Objetivo planteado:
Por favor, reescribe todos los ítems siguientes sustituyendo "outline" por "delineate" y dejando todo lo demás sin cambios.

Entradas de datos extraídas
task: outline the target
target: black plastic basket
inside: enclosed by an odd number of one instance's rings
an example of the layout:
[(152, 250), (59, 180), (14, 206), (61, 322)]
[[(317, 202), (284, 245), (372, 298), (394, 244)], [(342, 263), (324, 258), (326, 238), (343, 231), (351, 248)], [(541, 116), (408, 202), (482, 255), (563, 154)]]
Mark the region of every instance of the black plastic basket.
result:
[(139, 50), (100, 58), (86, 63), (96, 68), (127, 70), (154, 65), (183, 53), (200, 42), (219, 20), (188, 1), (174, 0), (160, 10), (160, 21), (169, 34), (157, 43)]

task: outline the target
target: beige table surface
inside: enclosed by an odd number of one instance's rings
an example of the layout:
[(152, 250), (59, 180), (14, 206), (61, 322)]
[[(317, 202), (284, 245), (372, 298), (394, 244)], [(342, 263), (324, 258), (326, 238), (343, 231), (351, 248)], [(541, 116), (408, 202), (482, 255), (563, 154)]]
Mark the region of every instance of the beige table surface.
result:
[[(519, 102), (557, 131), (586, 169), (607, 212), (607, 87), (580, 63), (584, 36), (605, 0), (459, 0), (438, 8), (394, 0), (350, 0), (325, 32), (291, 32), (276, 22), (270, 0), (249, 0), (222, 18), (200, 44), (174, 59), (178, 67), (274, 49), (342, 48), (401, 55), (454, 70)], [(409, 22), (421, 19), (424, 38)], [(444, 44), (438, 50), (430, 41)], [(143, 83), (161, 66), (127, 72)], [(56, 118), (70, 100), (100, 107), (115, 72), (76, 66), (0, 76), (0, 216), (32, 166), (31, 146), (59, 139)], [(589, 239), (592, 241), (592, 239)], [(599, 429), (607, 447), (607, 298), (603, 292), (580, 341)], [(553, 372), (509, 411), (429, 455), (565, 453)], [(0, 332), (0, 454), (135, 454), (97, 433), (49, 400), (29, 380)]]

Solución:
task: delineate the target
target: black plastic basket
inside: enclosed by an odd number of one instance's rings
an example of the layout:
[(152, 250), (59, 180), (14, 206), (61, 322)]
[[(317, 202), (284, 245), (372, 298), (394, 244)], [(342, 263), (324, 258), (326, 238), (343, 231), (351, 248)], [(541, 116), (408, 202), (482, 255), (563, 154)]]
Mark the region of every instance of the black plastic basket.
result:
[(139, 50), (100, 58), (86, 63), (96, 68), (127, 70), (154, 65), (183, 53), (200, 42), (219, 20), (188, 1), (174, 0), (160, 10), (160, 21), (169, 34), (157, 43)]

task: delineate the target
target: beige table surface
inside: enclosed by an odd number of one instance's rings
an example of the layout:
[(152, 250), (59, 180), (14, 206), (61, 322)]
[[(317, 202), (284, 245), (372, 298), (394, 244)], [(342, 263), (324, 258), (326, 238), (343, 231), (351, 248)], [(541, 116), (408, 202), (482, 255), (563, 154)]]
Mark the region of every instance of the beige table surface.
result:
[[(519, 102), (557, 131), (586, 169), (607, 212), (607, 87), (580, 63), (584, 36), (605, 0), (459, 0), (438, 8), (394, 0), (350, 0), (325, 32), (291, 32), (276, 22), (270, 0), (249, 0), (222, 18), (200, 44), (174, 59), (178, 67), (274, 49), (342, 48), (401, 55), (454, 70)], [(409, 22), (421, 19), (424, 38)], [(444, 44), (438, 50), (430, 41)], [(143, 83), (161, 66), (127, 72)], [(56, 118), (70, 100), (100, 107), (115, 72), (76, 66), (0, 76), (0, 216), (32, 166), (31, 146), (59, 139)], [(589, 239), (592, 241), (592, 239)], [(599, 429), (607, 447), (607, 298), (603, 292), (580, 341)], [(553, 372), (509, 411), (429, 455), (565, 453)], [(0, 332), (0, 454), (135, 454), (97, 433), (49, 400), (29, 380)]]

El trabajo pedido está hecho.